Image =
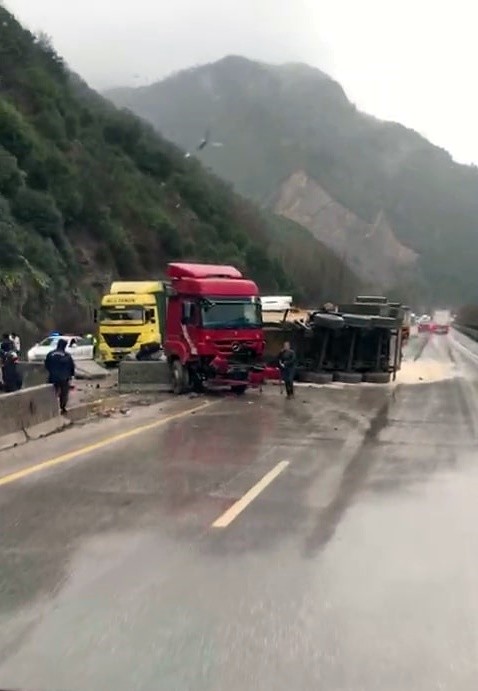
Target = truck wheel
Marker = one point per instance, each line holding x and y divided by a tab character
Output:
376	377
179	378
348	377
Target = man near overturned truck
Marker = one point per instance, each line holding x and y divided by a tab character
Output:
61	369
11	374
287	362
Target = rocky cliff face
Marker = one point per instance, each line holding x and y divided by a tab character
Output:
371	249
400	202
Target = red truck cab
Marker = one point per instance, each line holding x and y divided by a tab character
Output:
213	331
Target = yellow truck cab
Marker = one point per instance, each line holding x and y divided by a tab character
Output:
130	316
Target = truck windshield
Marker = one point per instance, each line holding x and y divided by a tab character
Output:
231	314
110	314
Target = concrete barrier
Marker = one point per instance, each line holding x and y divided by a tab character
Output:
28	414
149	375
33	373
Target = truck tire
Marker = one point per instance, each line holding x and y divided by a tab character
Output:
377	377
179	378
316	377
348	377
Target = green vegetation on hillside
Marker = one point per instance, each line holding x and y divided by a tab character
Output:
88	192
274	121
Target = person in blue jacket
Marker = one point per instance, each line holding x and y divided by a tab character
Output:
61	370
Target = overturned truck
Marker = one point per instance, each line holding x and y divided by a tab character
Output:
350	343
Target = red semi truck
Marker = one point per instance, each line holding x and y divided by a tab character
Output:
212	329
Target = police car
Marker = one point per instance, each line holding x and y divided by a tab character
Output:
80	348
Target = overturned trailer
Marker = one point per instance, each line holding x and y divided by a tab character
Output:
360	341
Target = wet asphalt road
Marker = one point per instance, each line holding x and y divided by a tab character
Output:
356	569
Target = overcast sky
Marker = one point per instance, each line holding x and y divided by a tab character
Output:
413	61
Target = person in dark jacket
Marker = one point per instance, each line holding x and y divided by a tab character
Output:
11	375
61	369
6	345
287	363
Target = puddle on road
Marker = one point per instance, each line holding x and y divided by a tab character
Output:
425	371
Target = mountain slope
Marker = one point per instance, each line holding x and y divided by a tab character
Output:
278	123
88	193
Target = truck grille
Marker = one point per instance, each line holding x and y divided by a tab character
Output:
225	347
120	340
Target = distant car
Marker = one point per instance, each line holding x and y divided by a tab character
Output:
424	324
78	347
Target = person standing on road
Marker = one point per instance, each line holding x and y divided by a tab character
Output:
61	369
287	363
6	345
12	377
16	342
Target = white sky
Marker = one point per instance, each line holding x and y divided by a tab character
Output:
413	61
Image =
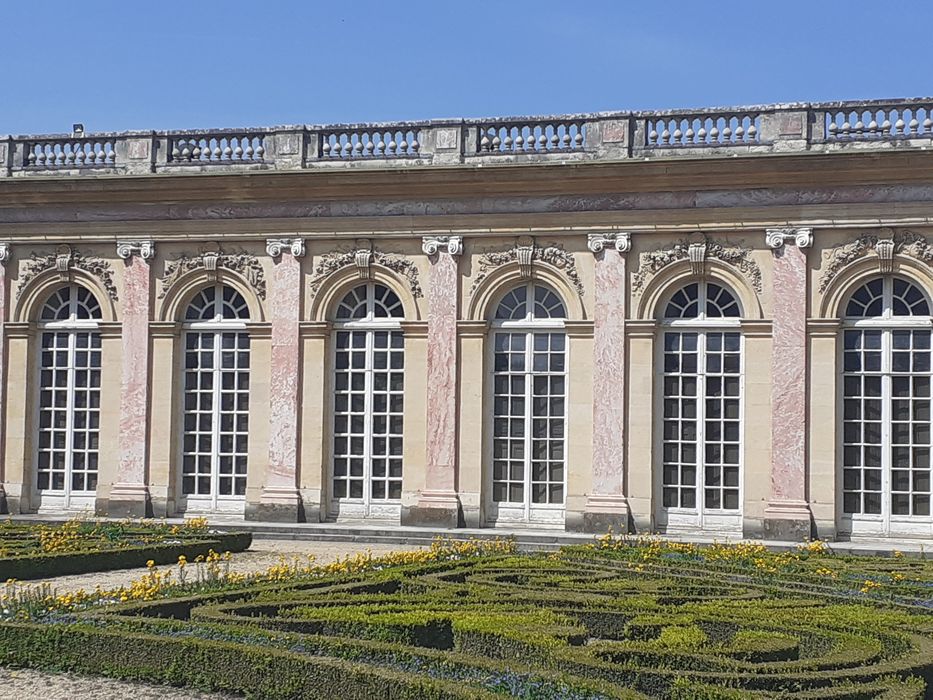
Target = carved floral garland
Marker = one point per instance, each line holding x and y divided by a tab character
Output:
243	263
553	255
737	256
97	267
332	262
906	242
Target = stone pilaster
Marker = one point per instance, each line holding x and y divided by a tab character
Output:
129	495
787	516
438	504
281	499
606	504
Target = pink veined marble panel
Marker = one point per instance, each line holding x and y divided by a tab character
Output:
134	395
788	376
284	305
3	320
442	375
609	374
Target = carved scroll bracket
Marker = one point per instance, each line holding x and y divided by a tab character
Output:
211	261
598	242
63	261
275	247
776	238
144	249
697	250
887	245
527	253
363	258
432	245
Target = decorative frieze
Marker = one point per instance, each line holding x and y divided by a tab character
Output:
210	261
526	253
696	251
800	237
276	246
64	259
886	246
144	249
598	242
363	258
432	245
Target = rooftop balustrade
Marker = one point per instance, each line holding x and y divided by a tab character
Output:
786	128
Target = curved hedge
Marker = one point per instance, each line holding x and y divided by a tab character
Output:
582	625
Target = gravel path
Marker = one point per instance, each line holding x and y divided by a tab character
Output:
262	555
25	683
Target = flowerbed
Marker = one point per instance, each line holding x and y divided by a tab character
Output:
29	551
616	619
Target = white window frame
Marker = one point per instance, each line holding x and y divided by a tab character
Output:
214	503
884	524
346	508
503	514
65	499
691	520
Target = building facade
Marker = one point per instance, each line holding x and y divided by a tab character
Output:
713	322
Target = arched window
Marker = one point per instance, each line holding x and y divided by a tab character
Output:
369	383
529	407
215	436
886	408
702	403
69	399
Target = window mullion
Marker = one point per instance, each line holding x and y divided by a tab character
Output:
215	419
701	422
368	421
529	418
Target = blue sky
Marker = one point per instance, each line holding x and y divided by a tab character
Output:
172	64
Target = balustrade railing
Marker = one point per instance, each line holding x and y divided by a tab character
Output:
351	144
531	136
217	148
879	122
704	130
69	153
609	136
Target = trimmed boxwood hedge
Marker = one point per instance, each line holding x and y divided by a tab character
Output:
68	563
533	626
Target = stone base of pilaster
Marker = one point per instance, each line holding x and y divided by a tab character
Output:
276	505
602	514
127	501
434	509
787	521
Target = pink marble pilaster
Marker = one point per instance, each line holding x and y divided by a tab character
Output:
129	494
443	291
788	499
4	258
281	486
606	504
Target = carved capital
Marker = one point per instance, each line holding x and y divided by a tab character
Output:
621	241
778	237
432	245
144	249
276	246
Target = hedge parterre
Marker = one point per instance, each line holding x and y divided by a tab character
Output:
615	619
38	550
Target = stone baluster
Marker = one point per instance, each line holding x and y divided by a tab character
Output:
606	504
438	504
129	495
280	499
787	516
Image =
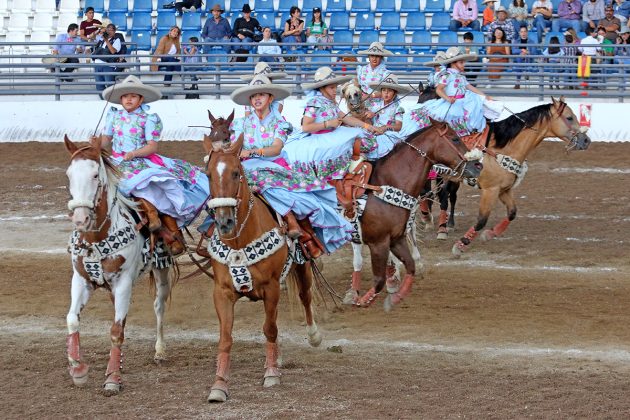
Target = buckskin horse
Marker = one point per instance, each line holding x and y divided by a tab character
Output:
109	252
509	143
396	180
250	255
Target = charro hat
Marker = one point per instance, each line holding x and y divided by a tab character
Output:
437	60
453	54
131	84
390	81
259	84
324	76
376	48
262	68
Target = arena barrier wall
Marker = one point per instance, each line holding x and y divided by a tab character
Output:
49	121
------------------------------------------------------------------------
Problem details:
Repeat each line of the records above exactly, but do not copy the pictures.

Expected answer:
Image =
Target = truck wheel
Marker = one point per instance, each line holding x and y divided by a tab character
Output:
376	377
179	378
348	377
Target = man near overturned truck
Marker = one point per instance, each line holding x and y divided by a tab character
Output:
61	369
11	374
287	362
Target = rocky cliff face
Marker = one point per instance, each line holding x and y divided by a tab character
Output:
371	249
400	202
Target = red truck cab
Marker = one point per instance, each line holding x and y divided by a tab character
Output:
213	331
Target = yellow truck cab
Marker = one point per instance, each line holding x and y divided by a tab character
Output:
130	316
Target = truck windshield
Marker = one point per instance, each line holding x and y divided by a tab character
Output:
231	314
110	314
Target = concrete barrier
Marker = one point per instance, each line holding x and y divided by a tab character
Output:
28	414
149	375
33	373
Target = truck tire
Marker = one point per instance, each line holding x and y divided by a tab character
Output:
377	377
179	378
316	377
348	377
Target = green vegetation on hillside
Marker = one point per instance, each line holding x and y divided by a tab character
Output:
88	192
274	121
Target = person in blue jacket
Marker = one point per instance, each line holding x and y divided by a tab character
Output:
61	370
Target = overturned truck
Marker = one point per instance, each line holding x and y divided by a tab character
Output:
350	343
Target = red semi truck
Marker = one point per instance, each line holding x and y divided by a tab character
Output:
212	329
Target = police car
Marker = one point per instance, each line holding x and y divided by a tab character
Output:
80	348
Target = overturned trailer
Marker = one point per instance, each line holding x and y divided by a tab character
Output:
360	341
Target = wet asphalt road
Marker = one point per instance, each line holding x and y divided by a tab character
Output:
356	569
Target = overcast sky
Marker = one point per instance, each line holding x and y divided by a tab character
Output:
413	61
Target = person in dark jacket
Marker = one point per instance, each line holding x and y divided by a tab character
Output:
11	375
61	369
6	345
287	363
Target = puddle on road
Marker = one point per instance, each line holding x and y divided by a tab character
Output:
425	371
Target = mountain slope
Marker = one point per instance, each line holding x and y divided by a tab character
Output:
278	123
88	193
Target = truck grille
Marker = one point per instance, each line holding x and y divided by a tab character
Output:
225	347
120	340
Target = distant car
Marker = one point per instance, each line holding x and y divided by a tab character
Output:
424	324
78	347
Target = person standing on road
Marker = one point per instance, each line holding x and y divided by a tab character
Output:
61	369
287	363
6	345
12	377
16	342
Target = white sky
Marker = one point per instance, each line holding x and y divided by a tab character
Output:
413	61
Image =
Target = carved floral garland
Marker = one point per instance, each line holding x and y divided by a tab character
Output:
243	263
553	255
737	256
97	267
332	262
906	242
Target = stone pilaster
Marker = one point per instance, each line holding x and y divided by a tab character
Output:
129	495
787	516
438	504
281	499
606	504
Target = pink veined marble panel
Marker = one point per instance, each line holding x and y divided by a tab character
Output:
134	395
788	376
284	305
3	320
442	375
609	374
Target = carved scroll bracket
Marker = one point per instance, each line holding x and y divided by a tab character
Output:
211	261
598	242
63	261
275	247
776	238
144	249
697	250
887	245
527	253
363	258
432	245
Target = decorative frieze
Marker = one point per instance, each line holding x and y divided by a tab character
Output:
210	261
526	253
696	251
800	237
276	246
64	259
886	246
144	249
598	242
363	258
432	245
Target = rooftop balustrade
Marker = one point per instance, each line holding x and y divided by a tab character
Output:
786	128
Target = curved hedge
Marker = one point per instance, each line holding x and y divided by a tab character
Output:
582	625
Target = gravel path
Marker = one point per instance, each line holding x and y divided by a tab character
Output:
262	555
25	683
Target = flowerbed
Marker = one point per instance, each line holding x and y divided by a tab character
Output:
29	551
616	619
Target = white window frame
Marker = one point per instance, each line holding x and y divided by a tab character
Output:
214	503
884	524
346	508
503	514
65	499
691	520
Target = building facade
Marker = one point per instance, each line holding x and y divided by a tab character
Output:
713	322
Target = arched window
Marker = one point per instance, each line holding x and y divided by a tab character
Output:
369	383
529	407
215	436
886	408
702	403
69	399
Target = window mullion
Marker = one point per instance, each line holding x and y divided by a tab character
Output:
215	419
701	422
368	421
529	418
Target = blue sky
Marker = one point per instance, each line holding x and y divided by a tab character
Output:
172	64
Target = balustrade railing
Marker = one point per instance, each line holding x and y divided by a tab character
Output:
351	144
531	136
217	148
879	122
704	130
69	153
609	136
Target = trimmed boxwood hedge
Marker = one point per instance, each line holding x and y divided by a tab character
Output:
68	563
533	626
Target = stone base of pilaster
Marker = one point per instance, each line holding x and y divided by a tab character
Output:
276	505
602	514
127	501
434	509
787	521
Target = pink marble pilaster
Marker = one point per instance, each line holding x and y divided by a tab character
Output:
129	494
443	291
788	499
4	258
281	486
606	504
Target = carved capital
Marker = one point per instance, each line holding x and y divided by a tab character
Output:
621	241
778	237
432	245
144	249
276	246
Target = hedge parterre
Marker = one point per instance, each line holding x and y divided by a tab character
Output:
615	619
38	550
Target = stone baluster
Marker = one point per instance, each line holding x and y divided by a tab character
Output:
606	504
438	504
129	495
280	499
787	516
Image =
Target = buckskin horse
Marker = one point per instance, each line holding x and y divided by a tab character
Output:
109	252
509	143
396	180
250	255
Target = charro hat
Marker = one point per instance, each line holding x and y divided by a tab character
Output:
437	60
453	54
131	84
390	81
259	84
324	76
376	48
262	68
Target = arena barrier wall
Marker = one point per instance, each line holding x and y divided by a tab character
Output:
49	121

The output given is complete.